- Fragmento de página -

-*-

Bourdieu no empieza su autoanálisis con sus padres junto a la cuna sino en los pasillos y clases de la Ecole Nórmale Superior, la cúspide de la intelectualidad francesa de la época, donde el autor ingresó en los ’50 como estudiante de Filosofía. Un mundo académico cerrado y homogéneo, tan aislado de la realidad como fascinado por la figura de Sartre y el mito de intelectual total, libre de máculas sociales, con el que Bourdieu confrontaría toda su vida. El sociólogo no escatima ironías para consignar su desprecio por toda aquella aristocracia intelectual nutrida de “niños prodigio por decreto” y ligeros de “saberes positivos”, pero no por ello menos convencidos de formar parte de una “especie superior”.
Pero fue la experiencia argelina la que operó en Bourdieu como verdadera ruptura epistemológica. Allí llegó en 1955 para cumplir con el servicio militar, rechazando el cargo de oficial que le ofrecían por pertenecer a la elite intelectual, y permaneció hasta el golpe pro colonialista como adjunto en la Facultad de Artes de Argel. Fue allí donde escribió Sociología de Argelia (para explicar a la izquierda francesa qué sucedía en un país del que se ignoraba todo), y también donde realizó sus primeras investigaciones etnológicas que marcaron para siempre su vocación por los archivos, la observación de rituales, la fotografía, las grabaciones clandestinas y las incursiones en el “campo” en condiciones de peligro extremo.
Bourdieu regresó al París de los ’60 con su visión del mundo transformada y un pasaje de la filosofía a la sociología ya definitivo. Sin embargo, también señala otro proceso como operador de su “conversión”: su voluntad de explicarse la soltería de los primogénitos mayores de 30 en la campiña francesa, su tierra natal. Una pregunta que dio pie a una sorprendente investigación en tres tiempos, que atravesó toda su vida y que desembocó en un refinado análisis de la dominación cultural, publicado dos meses después de su muerte en El baile de los solteros, un maravilloso libro que muestra su pasaje de una fenomenología afectiva a un compromiso total con la investigación empírica.
Bourdieu atribuye a la afición flaubertiana de “vivir todas las vidas posibles” su interés por los mundos sociales más diversos que lo alejaron más y más del canon de la época por entonces hechizado por Bataille, Artaud y Blanchot, y aun por su amigo y colega Michel Foucault, a quien dedica largas páginas para explicar sus diferencias.

-*-

- Líneas extraídas -
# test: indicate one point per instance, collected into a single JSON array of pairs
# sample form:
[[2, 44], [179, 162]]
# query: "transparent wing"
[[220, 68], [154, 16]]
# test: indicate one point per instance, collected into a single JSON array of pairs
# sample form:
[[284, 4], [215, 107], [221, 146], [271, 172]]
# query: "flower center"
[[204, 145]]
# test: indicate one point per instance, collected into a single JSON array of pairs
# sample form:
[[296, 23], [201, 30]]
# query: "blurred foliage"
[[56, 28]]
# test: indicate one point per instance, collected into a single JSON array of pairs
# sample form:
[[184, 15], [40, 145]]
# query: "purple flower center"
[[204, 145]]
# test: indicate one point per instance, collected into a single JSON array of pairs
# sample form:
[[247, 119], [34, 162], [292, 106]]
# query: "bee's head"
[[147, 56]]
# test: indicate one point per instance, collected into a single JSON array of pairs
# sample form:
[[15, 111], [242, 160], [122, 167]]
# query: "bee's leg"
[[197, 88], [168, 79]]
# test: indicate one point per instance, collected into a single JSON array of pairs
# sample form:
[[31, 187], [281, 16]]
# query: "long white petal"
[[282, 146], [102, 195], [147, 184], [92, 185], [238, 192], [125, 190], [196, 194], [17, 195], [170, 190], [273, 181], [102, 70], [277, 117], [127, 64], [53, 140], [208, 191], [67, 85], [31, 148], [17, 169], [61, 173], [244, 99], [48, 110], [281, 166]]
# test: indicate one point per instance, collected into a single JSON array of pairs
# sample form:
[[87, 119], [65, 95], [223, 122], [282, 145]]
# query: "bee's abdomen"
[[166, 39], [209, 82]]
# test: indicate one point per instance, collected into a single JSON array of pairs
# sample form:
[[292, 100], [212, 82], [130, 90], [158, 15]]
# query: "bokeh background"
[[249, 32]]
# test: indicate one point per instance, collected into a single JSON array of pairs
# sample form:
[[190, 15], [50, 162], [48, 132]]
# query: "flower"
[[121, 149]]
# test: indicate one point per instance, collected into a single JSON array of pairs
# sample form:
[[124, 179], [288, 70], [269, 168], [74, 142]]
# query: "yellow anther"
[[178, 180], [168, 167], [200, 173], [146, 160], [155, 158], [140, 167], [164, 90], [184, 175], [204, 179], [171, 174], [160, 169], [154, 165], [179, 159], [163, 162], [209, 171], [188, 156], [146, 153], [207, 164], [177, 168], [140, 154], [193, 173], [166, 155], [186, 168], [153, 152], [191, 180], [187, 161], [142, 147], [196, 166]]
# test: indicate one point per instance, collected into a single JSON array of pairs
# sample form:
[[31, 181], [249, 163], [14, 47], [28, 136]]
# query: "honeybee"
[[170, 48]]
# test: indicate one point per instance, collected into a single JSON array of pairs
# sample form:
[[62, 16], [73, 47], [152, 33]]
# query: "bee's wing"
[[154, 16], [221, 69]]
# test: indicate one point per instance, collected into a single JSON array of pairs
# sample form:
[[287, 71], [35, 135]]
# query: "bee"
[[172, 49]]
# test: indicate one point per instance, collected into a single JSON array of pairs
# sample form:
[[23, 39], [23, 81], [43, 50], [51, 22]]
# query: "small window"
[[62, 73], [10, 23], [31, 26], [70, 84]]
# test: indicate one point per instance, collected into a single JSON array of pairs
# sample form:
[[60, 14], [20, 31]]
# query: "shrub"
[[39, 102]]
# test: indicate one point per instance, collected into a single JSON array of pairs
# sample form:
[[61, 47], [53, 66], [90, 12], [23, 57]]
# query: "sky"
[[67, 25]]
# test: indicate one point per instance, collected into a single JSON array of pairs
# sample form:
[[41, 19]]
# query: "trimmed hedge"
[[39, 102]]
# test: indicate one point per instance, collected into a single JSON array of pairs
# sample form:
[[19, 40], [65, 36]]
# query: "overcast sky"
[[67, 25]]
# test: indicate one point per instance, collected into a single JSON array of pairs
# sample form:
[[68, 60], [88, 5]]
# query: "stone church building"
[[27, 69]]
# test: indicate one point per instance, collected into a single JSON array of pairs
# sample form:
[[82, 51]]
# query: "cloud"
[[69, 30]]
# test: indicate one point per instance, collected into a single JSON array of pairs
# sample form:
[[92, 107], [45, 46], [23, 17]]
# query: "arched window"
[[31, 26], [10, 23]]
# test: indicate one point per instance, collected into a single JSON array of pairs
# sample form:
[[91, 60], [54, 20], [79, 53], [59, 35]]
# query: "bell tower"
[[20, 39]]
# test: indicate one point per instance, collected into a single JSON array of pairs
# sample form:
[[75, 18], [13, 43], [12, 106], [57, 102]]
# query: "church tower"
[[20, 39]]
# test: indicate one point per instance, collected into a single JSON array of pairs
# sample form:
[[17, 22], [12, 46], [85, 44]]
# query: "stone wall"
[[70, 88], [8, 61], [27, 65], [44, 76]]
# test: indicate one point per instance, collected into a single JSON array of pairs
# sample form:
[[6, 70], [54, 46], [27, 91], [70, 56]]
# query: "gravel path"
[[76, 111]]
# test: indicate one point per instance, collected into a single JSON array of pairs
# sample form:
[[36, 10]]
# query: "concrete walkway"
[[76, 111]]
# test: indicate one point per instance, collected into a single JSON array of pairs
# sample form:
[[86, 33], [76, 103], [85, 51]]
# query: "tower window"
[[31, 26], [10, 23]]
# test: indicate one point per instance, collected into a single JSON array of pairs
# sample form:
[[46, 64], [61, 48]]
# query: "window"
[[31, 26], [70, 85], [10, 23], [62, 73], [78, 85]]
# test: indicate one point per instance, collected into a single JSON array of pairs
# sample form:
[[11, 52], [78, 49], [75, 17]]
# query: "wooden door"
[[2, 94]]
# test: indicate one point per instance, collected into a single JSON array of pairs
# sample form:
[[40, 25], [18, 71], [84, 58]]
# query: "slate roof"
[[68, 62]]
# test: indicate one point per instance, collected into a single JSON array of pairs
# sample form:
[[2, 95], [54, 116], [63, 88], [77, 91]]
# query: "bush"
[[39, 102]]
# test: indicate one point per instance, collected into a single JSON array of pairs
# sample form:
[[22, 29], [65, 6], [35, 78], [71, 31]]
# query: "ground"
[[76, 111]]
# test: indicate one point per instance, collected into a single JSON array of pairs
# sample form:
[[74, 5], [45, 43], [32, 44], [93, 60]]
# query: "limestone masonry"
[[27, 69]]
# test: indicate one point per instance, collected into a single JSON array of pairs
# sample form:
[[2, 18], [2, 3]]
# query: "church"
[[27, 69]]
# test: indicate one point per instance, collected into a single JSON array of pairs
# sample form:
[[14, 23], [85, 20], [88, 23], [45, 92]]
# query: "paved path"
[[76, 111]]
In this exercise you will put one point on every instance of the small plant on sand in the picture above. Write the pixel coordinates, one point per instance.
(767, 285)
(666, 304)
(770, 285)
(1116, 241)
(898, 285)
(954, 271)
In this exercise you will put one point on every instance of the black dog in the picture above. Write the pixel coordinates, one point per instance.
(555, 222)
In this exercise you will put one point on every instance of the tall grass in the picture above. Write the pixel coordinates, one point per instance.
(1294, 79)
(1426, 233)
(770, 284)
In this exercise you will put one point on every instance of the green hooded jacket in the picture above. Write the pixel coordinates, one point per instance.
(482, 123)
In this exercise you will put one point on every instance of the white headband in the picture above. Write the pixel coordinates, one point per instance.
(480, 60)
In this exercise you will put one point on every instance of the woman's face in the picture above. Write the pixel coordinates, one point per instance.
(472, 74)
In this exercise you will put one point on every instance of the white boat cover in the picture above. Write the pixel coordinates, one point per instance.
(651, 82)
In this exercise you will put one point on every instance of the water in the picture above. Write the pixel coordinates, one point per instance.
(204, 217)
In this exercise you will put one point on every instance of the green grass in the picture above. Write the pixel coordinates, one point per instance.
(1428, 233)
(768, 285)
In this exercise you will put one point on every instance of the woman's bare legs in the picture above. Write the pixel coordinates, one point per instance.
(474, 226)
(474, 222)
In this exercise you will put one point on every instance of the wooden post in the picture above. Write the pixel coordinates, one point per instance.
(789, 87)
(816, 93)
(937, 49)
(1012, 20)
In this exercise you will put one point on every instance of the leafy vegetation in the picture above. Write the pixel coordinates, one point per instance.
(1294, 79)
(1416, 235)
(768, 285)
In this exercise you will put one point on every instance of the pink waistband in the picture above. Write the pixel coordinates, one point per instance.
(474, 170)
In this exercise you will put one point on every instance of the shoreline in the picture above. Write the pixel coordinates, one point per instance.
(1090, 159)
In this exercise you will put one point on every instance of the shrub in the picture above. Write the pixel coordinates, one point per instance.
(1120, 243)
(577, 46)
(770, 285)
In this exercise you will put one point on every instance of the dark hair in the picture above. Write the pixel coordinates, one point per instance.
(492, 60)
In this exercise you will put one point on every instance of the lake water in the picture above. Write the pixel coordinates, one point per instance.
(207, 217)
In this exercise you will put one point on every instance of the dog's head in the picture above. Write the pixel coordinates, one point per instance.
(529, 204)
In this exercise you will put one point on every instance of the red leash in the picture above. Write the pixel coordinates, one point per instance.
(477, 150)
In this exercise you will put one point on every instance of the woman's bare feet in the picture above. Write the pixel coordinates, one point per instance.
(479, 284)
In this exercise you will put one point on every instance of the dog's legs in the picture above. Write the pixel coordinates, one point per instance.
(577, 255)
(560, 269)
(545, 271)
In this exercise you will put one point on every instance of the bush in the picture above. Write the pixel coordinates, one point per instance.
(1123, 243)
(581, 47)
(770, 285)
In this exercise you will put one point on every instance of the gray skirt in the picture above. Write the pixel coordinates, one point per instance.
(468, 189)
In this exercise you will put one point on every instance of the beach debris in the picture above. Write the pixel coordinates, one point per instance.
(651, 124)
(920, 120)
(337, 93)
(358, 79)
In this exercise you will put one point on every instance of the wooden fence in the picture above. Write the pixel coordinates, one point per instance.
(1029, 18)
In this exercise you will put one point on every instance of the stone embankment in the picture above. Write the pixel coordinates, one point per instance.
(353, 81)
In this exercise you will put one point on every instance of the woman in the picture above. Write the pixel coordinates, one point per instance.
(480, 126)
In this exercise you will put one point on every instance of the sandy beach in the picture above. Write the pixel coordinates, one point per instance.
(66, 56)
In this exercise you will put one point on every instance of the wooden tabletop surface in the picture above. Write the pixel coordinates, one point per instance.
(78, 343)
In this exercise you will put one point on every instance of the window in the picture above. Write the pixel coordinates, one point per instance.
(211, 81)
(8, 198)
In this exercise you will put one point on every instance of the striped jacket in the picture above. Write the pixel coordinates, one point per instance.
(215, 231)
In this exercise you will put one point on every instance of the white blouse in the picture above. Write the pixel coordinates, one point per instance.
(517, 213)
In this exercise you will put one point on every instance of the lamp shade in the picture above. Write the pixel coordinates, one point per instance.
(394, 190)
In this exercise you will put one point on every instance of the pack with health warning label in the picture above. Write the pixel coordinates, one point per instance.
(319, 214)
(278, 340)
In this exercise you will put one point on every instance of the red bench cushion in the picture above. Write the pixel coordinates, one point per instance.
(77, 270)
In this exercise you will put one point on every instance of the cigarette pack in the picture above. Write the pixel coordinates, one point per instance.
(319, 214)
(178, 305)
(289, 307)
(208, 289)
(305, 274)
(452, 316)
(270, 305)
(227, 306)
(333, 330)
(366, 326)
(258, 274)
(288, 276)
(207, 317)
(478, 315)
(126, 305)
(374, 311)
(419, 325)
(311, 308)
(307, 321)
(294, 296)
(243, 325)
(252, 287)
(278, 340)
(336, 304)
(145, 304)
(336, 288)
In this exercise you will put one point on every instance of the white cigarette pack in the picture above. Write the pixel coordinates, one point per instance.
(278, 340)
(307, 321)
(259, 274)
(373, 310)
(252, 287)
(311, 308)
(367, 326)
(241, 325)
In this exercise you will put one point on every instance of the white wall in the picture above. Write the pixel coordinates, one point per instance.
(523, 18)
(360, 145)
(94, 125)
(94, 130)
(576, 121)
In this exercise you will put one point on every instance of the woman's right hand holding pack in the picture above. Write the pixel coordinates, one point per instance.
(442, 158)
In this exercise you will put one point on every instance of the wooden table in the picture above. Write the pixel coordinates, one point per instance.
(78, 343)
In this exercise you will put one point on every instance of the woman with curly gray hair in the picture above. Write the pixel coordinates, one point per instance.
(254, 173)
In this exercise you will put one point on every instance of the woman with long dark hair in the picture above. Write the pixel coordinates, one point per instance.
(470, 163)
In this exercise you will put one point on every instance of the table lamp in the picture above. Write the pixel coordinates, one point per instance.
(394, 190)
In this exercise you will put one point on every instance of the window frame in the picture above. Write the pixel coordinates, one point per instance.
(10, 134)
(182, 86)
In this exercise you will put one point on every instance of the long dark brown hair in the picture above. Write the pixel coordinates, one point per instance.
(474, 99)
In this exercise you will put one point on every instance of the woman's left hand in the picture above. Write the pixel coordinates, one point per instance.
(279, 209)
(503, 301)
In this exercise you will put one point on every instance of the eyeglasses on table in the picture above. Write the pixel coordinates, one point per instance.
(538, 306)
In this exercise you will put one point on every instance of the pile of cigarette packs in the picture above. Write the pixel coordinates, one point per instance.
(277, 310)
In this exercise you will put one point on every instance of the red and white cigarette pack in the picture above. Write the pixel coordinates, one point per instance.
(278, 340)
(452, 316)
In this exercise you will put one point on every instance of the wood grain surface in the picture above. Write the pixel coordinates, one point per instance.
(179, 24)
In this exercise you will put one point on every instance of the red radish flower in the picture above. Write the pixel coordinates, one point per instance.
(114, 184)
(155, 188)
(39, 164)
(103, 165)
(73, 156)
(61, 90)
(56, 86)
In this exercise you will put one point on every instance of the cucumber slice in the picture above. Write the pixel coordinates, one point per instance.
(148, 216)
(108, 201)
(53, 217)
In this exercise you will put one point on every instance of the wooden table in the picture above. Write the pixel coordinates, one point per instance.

-*-

- Tarea 1 -
Responde estas preguntas sobre el texto acerca de Bourdieu:
(a) ¿En qué año llegó Bourdieu a Argelia y con qué fin?
(b) ¿Qué quería explicarse sobre los primogénitos mayores de 30 en la campiña francesa?
(c) ¿A qué amigo y colega dedica largas páginas para explicar sus diferencias?
- Tarea 2 -
Escribe la continuación del texto sobre Bourdieu a partir de su última oración.

- Respuesta 1 -
(a) En 1955, para cumplir con el servicio militar.
(b) Su soltería.
(c) A Michel Foucault.

- Respuesta 2 -
El final del libro es sorprendente: Beárne, su pueblito natal, tan ignoto que despertaba las burlas de sus compañeros. Allí encuentra Bourdieu explicación a sus aires de “tránsfuga”, su timidez agresiva y de brutalidad enfurruñada que años después tanto disonarían en los rituales académicos. En sus años de internado, una “tremenda escuela de realismo social”, el autor confiesa haberse iniciado en la traición, el racismo de clase inspirado en el aspecto y el apellido, y también en el rugby, sólo para que el éxito escolar no lo excomulgara de la comunidad de los viriles. “El que ha conocido el internado, de la vida, a los 12 años, ya lo sabe casi todo”, ironiza Bourdieu citando nuevamente a Flaubert.
Esa tensión entre origen humilde y alta consagración escolar confiesa Bourdieu que lo alumbró de por vida y que resulta inseparable de muchas de sus afinidades teóricas. Afinidades que enumera con extraña delicadeza: la ausencia de todo desdén por las minucias de lo empírico, la atención por los objetos humildes, el rechazo por toda forma de happening, la vocación por las historias de asistentes sociales, maestros y oficinistas; y el cultivo de un aristocratismo de la discreción. “Siempre me las arreglé para dejar las contribuciones teóricas más importantes en los incisos o en las notas al pie de página”, advierte a sus jóvenes lectores.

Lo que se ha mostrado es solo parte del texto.